*** Opening of Given text ***
Friday, January 02, 2009

Israel and Hamas

Glenn Greenwald wrote in Salon most of the rest of the world -- Europe, South America, Asia, the Middle East, the U.N. leadership -- opposes and condemns the attack, all to no avail.
Is this surprising? The have both Jews and Muslims in their country. They know that the Jews will remain peaceful regardless of what they say, but if they take Israel's side they know that the muslims are apt to start a riot where people will be killed.
The parties with the superior military might (the U.S. and Israel) dismiss world opinion as essentially irrelevant. Even the pro-war rhetorical tactics are the same (just as those who opposed the Iraq War were demonized as being "pro-Saddam," those who oppose the Israeli attack on Gaza are now "pro-Hamas").
Should Israel just remain peaceful and allow rockets to be fired into their country, killing their citizens, without responding?
Substantively, there are certainly meaningful differences between the U.S. attack on Iraq and the Israeli attack on Gaza (most notably the fact that Hamas really does shoot rockets into Israel and has killed Israeli civilians
And doesn't Israel have a right to respond?
and Israel really is blockading and occupying Palestinian land,
They withdrew completely from Gaza, and gave the people there a chance to show how they could live peacefully with their neighbors, and then the rocket attacks started.
*** Close of Given text ***
*** Opening of Dataset excerpts ***
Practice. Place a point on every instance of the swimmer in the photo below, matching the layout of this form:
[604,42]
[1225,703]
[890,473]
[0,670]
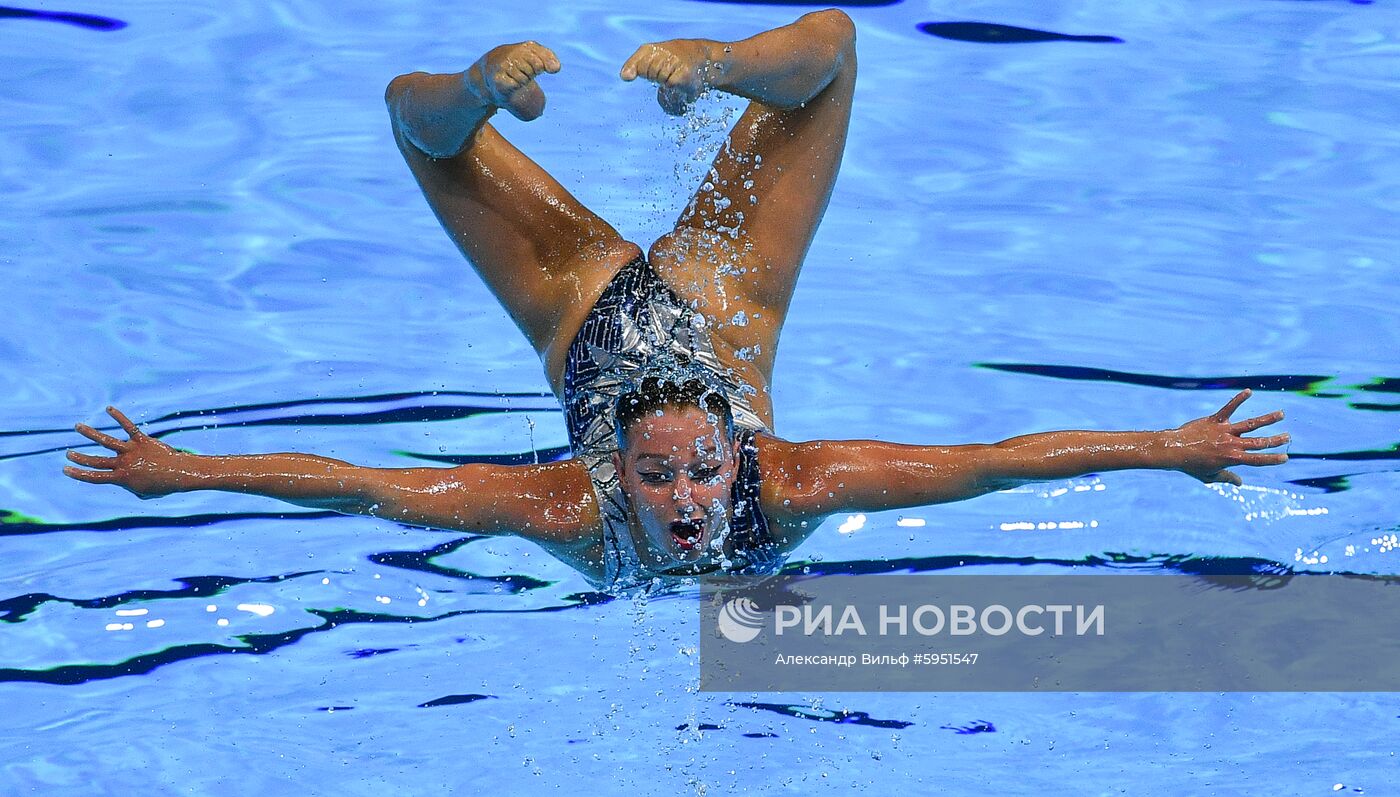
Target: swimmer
[676,469]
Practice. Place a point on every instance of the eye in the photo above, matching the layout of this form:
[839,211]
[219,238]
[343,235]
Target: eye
[706,474]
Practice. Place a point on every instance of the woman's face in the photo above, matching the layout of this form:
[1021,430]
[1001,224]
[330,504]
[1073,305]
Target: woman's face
[678,469]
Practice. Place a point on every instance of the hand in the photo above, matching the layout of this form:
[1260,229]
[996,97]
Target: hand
[682,69]
[1204,447]
[506,77]
[143,465]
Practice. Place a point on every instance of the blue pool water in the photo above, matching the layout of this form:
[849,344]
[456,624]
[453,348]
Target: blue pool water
[206,223]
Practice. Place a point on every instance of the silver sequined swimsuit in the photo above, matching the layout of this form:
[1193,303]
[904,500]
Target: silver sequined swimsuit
[640,325]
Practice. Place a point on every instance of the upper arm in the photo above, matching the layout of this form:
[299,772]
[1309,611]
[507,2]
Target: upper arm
[821,478]
[550,503]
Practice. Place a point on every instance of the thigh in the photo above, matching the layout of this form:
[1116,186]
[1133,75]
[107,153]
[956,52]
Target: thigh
[738,247]
[543,255]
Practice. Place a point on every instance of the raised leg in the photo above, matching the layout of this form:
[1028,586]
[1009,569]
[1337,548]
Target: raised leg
[543,255]
[739,244]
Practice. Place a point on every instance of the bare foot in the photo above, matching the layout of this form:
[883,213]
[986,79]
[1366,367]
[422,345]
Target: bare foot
[682,69]
[506,77]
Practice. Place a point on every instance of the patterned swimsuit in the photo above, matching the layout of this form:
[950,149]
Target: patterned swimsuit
[640,325]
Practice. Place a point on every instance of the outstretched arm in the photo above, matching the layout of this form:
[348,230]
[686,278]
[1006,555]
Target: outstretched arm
[871,475]
[535,502]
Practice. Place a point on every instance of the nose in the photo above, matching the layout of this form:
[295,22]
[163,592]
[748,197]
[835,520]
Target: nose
[683,489]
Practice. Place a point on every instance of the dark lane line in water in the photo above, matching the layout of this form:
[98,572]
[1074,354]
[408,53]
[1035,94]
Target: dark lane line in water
[840,716]
[265,406]
[193,587]
[88,21]
[455,701]
[973,727]
[998,34]
[1337,483]
[1274,576]
[1291,383]
[422,562]
[1364,455]
[1375,406]
[254,643]
[1183,563]
[535,457]
[815,3]
[30,525]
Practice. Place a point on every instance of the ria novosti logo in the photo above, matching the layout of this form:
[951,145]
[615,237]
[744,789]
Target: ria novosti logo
[739,619]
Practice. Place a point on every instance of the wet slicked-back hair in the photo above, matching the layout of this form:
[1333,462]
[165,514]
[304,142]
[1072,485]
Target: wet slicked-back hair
[655,394]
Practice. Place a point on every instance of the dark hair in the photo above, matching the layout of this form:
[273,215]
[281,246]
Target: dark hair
[655,394]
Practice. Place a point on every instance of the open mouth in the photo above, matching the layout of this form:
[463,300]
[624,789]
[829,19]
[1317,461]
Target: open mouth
[686,532]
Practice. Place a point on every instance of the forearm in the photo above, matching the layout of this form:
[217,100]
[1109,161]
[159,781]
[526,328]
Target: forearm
[438,114]
[786,66]
[865,475]
[1067,454]
[301,479]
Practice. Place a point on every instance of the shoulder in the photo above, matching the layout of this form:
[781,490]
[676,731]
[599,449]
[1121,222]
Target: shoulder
[552,503]
[793,478]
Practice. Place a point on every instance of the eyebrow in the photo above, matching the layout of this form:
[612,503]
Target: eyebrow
[665,460]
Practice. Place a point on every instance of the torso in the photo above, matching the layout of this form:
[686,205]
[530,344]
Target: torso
[639,325]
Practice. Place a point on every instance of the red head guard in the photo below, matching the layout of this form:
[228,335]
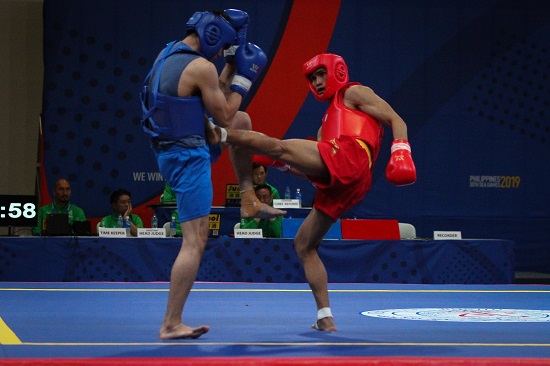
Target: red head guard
[337,73]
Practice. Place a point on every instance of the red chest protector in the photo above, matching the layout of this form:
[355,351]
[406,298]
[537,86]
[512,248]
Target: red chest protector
[340,120]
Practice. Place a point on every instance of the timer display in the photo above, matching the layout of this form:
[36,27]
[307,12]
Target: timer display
[18,210]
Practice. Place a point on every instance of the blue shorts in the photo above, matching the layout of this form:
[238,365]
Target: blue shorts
[188,173]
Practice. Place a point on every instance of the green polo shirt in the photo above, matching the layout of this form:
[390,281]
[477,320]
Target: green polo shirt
[270,229]
[110,221]
[75,214]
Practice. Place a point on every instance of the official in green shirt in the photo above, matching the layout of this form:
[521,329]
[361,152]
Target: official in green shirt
[61,204]
[169,196]
[271,228]
[259,176]
[121,200]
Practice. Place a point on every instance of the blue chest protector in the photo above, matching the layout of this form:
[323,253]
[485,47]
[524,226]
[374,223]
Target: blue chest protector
[166,117]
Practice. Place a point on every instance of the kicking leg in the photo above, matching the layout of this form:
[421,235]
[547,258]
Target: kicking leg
[242,164]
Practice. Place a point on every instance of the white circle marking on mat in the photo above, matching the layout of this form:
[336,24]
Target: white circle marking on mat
[462,314]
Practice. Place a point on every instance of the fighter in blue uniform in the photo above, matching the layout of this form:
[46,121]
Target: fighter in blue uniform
[181,96]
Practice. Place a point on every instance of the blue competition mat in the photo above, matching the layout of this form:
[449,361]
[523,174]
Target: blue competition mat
[64,320]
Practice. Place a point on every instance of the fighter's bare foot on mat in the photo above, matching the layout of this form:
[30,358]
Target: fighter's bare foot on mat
[182,331]
[325,325]
[252,207]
*** Close of Dataset excerpts ***
▸ Requirement 1
In the blog post on Israel and Hamas, rewrite the stretch from "Israel and Hamas" through "to no avail.", replacing "Salon" with "The Nation".
▸ Requirement 2
Translate the sentence "And doesn't Israel have a right to respond?" from the blog post on Israel and Hamas into Spanish.
▸ Requirement 3
Write what comes next in the blog post on Israel and Hamas, picking up after its final sentence.

▸ Expected output 1
Israel and Hamas

Glenn Greenwald wrote in The Nation most of the rest of the world -- Europe, South America, Asia, the Middle East, the U.N. leadership -- opposes and condemns the attack, all to no avail.

▸ Expected output 2
¿Y acaso Israel no tiene derecho a responder?

▸ Expected output 3
whereas Iraq did not attack and could not attack the U.S. as the U.S. was sanctioning them and controlling their airspace).
Although they could and did shoot at those planes, requested by the UN, controlling their airspace and preventing Saddam from killing more Kurds in the North or more Shia in the South.
But the underlying logic of both wars are far more similar than different: military attacks, invasions and occupations will end rather than exacerbate terrorism; the Muslim world only understands brute force;
What indication do you have that they understand anything else. Have you read the Koran?
the root causes of the disputes are irrelevant; diplomacy and the U.N. are largely worthless.
The UN definitely is worthless.
.... Even for those Americans who, for whatever their reasons, want endlessly to fixate on the Israeli-Palestinian conflict, who care deeply and passionately about whether the Israelis or the Palestinians control this or that West Bank hill or village and want to spend the rest of their days arguing about who did what to whom in 1948 and 1967,
Actually when the Palestinian Mandate was split into TransJordan, which became Jordan, and the land west of the Jordan, Israel should have gotten all of the land west of the Jordan. It would have given them enough land they could have had a cushion on all borders wide enough to separate their settlements from their neighbors.
what possible interests do Americans generally have in any of that,
Genesis 12:3 which says I will bless those who bless you, and whoever curses you I will curse; and all peoples on earth will be blessed through you."
sufficient to involve ourselves so directly and vigorously on one side, and thereby subject ourselves to the significant costs -- financial, reputational, diplomatic and security -- from doing so?